------ Extracted entries
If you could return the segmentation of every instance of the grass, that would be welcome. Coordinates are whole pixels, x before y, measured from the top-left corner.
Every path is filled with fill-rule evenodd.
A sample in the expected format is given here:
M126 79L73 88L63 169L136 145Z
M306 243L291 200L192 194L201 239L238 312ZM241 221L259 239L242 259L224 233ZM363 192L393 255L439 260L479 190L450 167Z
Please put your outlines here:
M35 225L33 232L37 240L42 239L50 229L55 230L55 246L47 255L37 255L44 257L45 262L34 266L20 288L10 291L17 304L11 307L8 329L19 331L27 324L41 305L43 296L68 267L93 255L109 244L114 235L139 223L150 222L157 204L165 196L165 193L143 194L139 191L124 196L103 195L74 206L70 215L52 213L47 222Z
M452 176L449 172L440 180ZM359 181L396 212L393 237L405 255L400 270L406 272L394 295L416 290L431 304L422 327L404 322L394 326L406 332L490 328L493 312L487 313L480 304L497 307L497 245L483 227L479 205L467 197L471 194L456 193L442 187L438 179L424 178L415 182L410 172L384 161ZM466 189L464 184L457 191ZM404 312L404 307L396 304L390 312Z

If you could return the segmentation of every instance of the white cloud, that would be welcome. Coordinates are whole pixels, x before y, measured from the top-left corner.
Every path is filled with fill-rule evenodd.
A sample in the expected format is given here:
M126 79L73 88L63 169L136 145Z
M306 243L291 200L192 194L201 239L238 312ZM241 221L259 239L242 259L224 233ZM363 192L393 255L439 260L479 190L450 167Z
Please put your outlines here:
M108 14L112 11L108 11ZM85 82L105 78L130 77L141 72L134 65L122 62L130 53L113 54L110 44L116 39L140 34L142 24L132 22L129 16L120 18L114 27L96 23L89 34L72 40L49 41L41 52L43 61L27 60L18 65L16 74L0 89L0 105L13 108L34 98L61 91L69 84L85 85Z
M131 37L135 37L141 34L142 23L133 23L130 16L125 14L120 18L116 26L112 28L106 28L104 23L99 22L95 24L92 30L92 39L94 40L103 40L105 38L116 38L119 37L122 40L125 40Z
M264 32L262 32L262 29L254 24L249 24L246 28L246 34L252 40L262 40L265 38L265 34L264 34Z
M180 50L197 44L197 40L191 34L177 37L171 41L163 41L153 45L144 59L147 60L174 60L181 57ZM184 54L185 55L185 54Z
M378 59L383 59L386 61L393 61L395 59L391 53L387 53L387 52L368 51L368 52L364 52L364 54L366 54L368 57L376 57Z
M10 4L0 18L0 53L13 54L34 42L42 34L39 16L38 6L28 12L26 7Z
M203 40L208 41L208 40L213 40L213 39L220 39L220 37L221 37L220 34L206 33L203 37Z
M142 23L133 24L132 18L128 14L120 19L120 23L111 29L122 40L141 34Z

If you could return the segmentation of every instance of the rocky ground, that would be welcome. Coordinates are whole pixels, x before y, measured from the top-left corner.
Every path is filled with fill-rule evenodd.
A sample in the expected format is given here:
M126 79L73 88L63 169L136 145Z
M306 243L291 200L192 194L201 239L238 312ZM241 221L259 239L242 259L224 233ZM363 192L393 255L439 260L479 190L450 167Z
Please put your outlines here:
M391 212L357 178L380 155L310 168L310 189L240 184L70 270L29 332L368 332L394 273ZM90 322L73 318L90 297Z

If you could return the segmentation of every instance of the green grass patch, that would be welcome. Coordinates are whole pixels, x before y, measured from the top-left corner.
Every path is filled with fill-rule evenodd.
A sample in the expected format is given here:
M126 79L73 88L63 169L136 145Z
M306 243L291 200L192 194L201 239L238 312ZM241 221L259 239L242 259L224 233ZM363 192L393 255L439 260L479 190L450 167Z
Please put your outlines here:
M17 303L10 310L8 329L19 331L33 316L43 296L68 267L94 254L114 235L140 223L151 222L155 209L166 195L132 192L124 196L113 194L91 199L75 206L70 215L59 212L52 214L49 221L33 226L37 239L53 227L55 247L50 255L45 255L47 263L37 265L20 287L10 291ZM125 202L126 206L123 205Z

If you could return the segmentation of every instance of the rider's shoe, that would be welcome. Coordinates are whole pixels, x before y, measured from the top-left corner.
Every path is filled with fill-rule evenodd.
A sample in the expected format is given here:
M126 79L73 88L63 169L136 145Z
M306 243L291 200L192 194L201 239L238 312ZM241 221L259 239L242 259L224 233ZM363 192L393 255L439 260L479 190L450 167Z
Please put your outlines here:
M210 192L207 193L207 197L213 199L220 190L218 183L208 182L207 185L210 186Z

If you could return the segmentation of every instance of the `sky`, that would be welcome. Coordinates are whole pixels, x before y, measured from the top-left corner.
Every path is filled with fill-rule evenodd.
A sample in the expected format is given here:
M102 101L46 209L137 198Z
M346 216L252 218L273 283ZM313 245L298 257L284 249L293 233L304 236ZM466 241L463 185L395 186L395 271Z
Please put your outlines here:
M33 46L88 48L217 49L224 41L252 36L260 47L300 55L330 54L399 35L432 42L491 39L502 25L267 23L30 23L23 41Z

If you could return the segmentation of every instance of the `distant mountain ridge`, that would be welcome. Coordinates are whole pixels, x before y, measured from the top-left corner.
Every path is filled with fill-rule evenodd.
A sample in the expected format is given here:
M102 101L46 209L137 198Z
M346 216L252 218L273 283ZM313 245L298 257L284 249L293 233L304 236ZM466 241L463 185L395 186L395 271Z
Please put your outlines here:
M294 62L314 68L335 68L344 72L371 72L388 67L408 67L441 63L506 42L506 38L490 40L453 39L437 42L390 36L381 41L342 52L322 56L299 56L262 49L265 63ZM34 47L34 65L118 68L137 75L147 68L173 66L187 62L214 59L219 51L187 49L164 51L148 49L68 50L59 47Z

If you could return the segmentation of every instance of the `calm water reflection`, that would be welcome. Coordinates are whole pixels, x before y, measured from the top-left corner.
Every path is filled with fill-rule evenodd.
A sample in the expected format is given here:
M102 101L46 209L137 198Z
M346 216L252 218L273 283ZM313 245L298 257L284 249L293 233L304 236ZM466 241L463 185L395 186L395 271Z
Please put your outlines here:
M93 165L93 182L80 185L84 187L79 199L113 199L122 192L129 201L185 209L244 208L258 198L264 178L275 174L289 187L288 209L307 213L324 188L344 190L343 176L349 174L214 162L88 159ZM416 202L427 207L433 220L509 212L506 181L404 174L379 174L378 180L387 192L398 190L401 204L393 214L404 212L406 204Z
------------
#### Request:
Rewrite the records above, replacing every occurrence of "whole pixels" with "integer pixels" and leaving everything else unchanged.

#### Reply:
If you could return the segmentation of every instance of the grass, that would be welcome. Coordinates are integer pixels, x before y, measured from the top-left corner.
Every path is filled with fill-rule evenodd.
A sample in the expected format is given here:
M126 79L73 88L63 169L136 145Z
M306 243L291 200L192 194L201 239L238 312ZM241 221L259 239L242 259L224 233ZM363 192L393 255L439 260L479 190L450 167Z
Please put your outlines here:
M35 225L33 232L37 240L42 239L50 229L55 230L55 246L47 255L37 255L44 257L45 262L34 266L20 288L10 291L17 304L11 307L8 329L19 331L27 324L41 305L43 296L68 267L93 255L109 244L114 235L139 223L150 222L157 204L165 196L165 193L143 194L139 191L124 196L103 195L74 206L70 215L52 213L47 222Z
M452 176L449 172L440 180ZM359 181L396 212L393 237L405 255L400 270L406 272L394 295L416 290L431 304L422 327L404 322L394 326L406 332L490 328L493 312L487 313L480 304L497 307L497 245L483 227L479 205L467 197L471 194L456 193L442 187L438 179L424 178L415 182L410 172L384 161ZM466 189L464 184L457 191ZM404 312L404 307L396 304L390 312Z

If you could return the segmentation of every instance of the white cloud, that would be welcome. Coordinates are integer pixels, x before y, measured from the top-left corner.
Every path is filled with fill-rule evenodd.
A sample in the expected format is given here:
M126 79L73 88L63 169L136 145Z
M306 243L291 200L192 194L201 239L238 312ZM241 221L259 239L242 259L224 233ZM363 192L393 255L439 260L479 190L450 167Z
Please put your outlines here:
M108 14L112 11L108 11ZM85 82L105 78L130 77L141 72L134 65L122 62L130 53L113 54L110 44L116 39L140 34L142 24L132 22L129 16L120 18L114 27L96 23L89 34L72 40L49 41L41 52L43 61L27 60L18 65L16 74L0 89L0 105L13 108L34 98L61 91L69 84L85 85Z
M131 37L135 37L141 34L142 23L133 23L130 16L125 14L120 18L116 26L112 28L106 28L104 23L99 22L95 24L92 30L92 39L94 40L103 40L105 38L116 38L119 37L122 40L125 40Z
M264 32L262 32L262 29L254 24L249 24L246 28L246 34L252 40L262 40L265 38L265 34L264 34Z
M180 50L197 44L197 40L191 34L177 37L171 41L163 41L153 45L144 59L147 60L174 60L181 57ZM184 54L185 55L185 54Z
M378 59L383 59L386 61L393 61L395 59L391 53L387 53L387 52L368 51L368 52L364 52L364 54L366 54L368 57L376 57Z
M10 4L0 18L0 53L13 54L34 42L42 34L39 16L38 6L28 12L26 7Z
M203 40L208 41L208 40L213 40L213 39L220 39L220 37L221 37L220 34L206 33L203 37Z
M142 23L133 24L132 18L128 14L120 19L120 23L111 29L122 40L141 34Z

If you could return the segmentation of every instance of the rocky ground, that would be welcome. Coordinates are integer pixels, x before y, measured from the top-left corner.
Every path is filled with fill-rule evenodd.
A sample in the expected format is given here:
M126 79L73 88L63 169L136 145Z
M306 243L291 200L192 194L201 239L238 312ZM241 221L259 239L242 259L224 233ZM363 192L393 255L439 260L479 190L450 167Z
Please put your outlines here:
M391 212L357 178L380 155L310 168L310 189L240 184L70 270L29 332L368 332L394 273ZM90 322L73 318L90 297Z

If you could return the segmentation of every instance of the green grass patch, that would be welcome. Coordinates are integer pixels, x before y, measured from the top-left corner.
Every path is filled with fill-rule evenodd.
A sample in the expected format is given here:
M126 79L73 88L63 169L136 145Z
M306 243L291 200L192 194L201 239L238 312ZM241 221L259 239L242 259L224 233ZM363 192L393 255L439 260L479 190L450 167Z
Please put your outlines here:
M17 303L10 310L8 329L19 331L33 316L43 296L68 267L94 254L114 235L140 223L151 222L155 209L166 195L132 192L124 196L113 194L91 199L75 206L70 215L59 212L52 214L49 221L33 226L37 239L53 227L55 247L50 255L45 255L47 263L37 265L20 287L10 291ZM125 202L126 206L123 205Z

If you could return the segmentation of every instance of the rider's shoe, that would be welcome. Coordinates are integer pixels, x before y, measured from the top-left corner.
Every path is filled with fill-rule evenodd.
A sample in the expected format is given here:
M126 79L73 88L63 169L136 145Z
M306 243L291 200L192 194L201 239L238 312ZM241 221L259 239L242 259L224 233ZM363 192L393 255L439 260L479 190L450 167Z
Please put your outlines here:
M210 192L207 193L207 197L213 199L220 190L218 183L208 182L207 185L210 186Z

If you could return the segmentation of every instance of the `sky`, that would be welcome. Coordinates are integer pixels, x before y, measured from the top-left corner.
Every path is filled with fill-rule evenodd.
A sample in the expected format is given here:
M102 101L46 209L137 198Z
M346 216L252 218L273 283ZM313 245L298 257L284 249L293 233L304 236ZM466 241L463 185L395 186L395 271Z
Please put your outlines here:
M33 46L88 48L217 49L224 41L252 36L260 47L300 55L330 54L399 35L432 42L491 39L502 25L267 23L30 23L23 41Z

If you could return the segmentation of every instance of the `distant mountain ridge`, that would be welcome. Coordinates are integer pixels, x before y, measured from the top-left corner.
Every path is filled with fill-rule evenodd.
A sample in the expected format is given here:
M102 101L46 209L137 198Z
M346 216L252 218L273 283ZM313 245L298 257L284 249L293 233L304 236ZM466 241L463 185L395 186L395 271Z
Please put your outlines here:
M294 62L314 68L335 68L344 72L371 72L388 67L408 67L441 63L506 42L506 38L490 40L453 39L437 42L390 36L381 41L342 52L322 56L299 56L262 49L265 63ZM34 47L34 65L118 68L137 75L147 68L173 66L187 62L214 59L219 51L187 49L164 51L148 49L68 50L59 47Z

If you could return the segmentation of every instance of the `calm water reflection`, that would be welcome. Coordinates are integer pixels, x before y, measured from the top-left corner.
Every path is filled with fill-rule evenodd.
A sample in the expected format is given here:
M102 101L46 209L137 198Z
M346 216L252 218L273 283ZM313 245L298 257L284 249L293 233L304 236ZM466 241L463 185L395 186L395 271Z
Please put your outlines here:
M93 165L93 182L80 185L84 187L79 199L113 199L122 192L129 201L185 209L244 208L258 198L264 178L275 174L289 187L288 209L307 213L324 188L344 190L343 176L349 174L214 162L88 159ZM416 202L427 207L433 220L509 212L506 181L404 174L379 174L378 180L387 192L398 190L401 204L393 214L404 212L406 204Z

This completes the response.